# Request:
Copy out the entries word for word, starting at the line that contains "Where can the metal" and ending at the last line of the entries.

# Data extract:
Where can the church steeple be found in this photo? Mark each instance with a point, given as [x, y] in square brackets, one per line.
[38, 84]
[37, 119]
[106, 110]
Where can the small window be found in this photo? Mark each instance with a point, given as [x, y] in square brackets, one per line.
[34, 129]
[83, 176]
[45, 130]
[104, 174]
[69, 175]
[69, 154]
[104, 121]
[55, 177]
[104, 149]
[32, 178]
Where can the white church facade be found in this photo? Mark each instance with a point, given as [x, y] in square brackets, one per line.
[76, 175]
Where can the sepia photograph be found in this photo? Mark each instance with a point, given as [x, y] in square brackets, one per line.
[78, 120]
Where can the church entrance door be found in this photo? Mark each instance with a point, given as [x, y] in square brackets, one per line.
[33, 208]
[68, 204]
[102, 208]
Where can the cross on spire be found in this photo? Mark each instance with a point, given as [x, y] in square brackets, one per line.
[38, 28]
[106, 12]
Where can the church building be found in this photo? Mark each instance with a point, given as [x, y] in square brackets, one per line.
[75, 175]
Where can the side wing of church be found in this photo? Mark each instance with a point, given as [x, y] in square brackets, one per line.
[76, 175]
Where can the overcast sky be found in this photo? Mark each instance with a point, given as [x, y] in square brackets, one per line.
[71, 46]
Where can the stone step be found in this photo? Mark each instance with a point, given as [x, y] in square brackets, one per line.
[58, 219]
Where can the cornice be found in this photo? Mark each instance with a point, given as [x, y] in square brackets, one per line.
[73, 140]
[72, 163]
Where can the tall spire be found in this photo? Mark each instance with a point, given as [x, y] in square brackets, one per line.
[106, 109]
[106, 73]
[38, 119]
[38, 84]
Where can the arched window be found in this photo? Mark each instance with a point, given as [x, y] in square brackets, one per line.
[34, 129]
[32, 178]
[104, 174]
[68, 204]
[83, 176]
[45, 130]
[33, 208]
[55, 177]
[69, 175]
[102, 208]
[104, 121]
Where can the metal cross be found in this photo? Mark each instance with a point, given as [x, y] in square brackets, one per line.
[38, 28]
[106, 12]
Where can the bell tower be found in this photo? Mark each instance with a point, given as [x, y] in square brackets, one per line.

# The response:
Where can the metal cross be found in this photo? Mark each instance with a point, given as [x, y] in square brackets, one per line.
[38, 28]
[106, 12]
Where can the bell tower be found in this photo? Mark each instance with a point, given as [x, y] in square brackets, one per line.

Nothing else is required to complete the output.